[Excerpts from a detection dataset]

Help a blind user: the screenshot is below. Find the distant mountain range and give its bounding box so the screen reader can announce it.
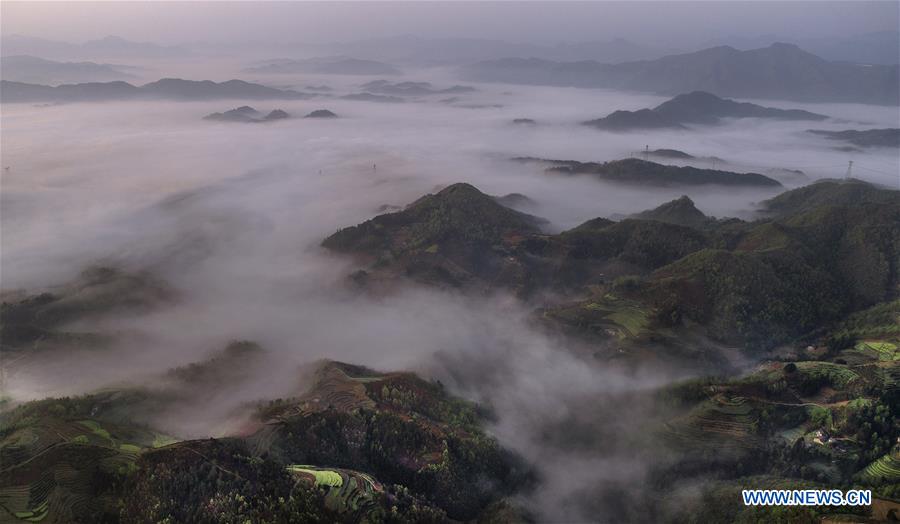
[244,56,401,75]
[584,91,828,131]
[360,80,475,96]
[0,78,315,103]
[701,31,900,65]
[0,55,134,84]
[807,128,900,147]
[460,43,900,105]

__Required task__:
Render every line of the records above as a JSON list of strings, one string per line with blank lines omitted. Leave the pictures out of the answer.

__Response for this exercise__:
[
  "Help a blind user: the screenshot is below. Find the distant mountain range and give its bounding box so the screen reader can announce it.",
  "[244,56,401,75]",
  "[584,91,828,131]",
  "[360,80,475,96]",
  "[0,78,315,103]",
  "[701,31,900,65]",
  "[0,55,134,84]",
  "[807,128,900,147]",
  "[460,43,900,105]"
]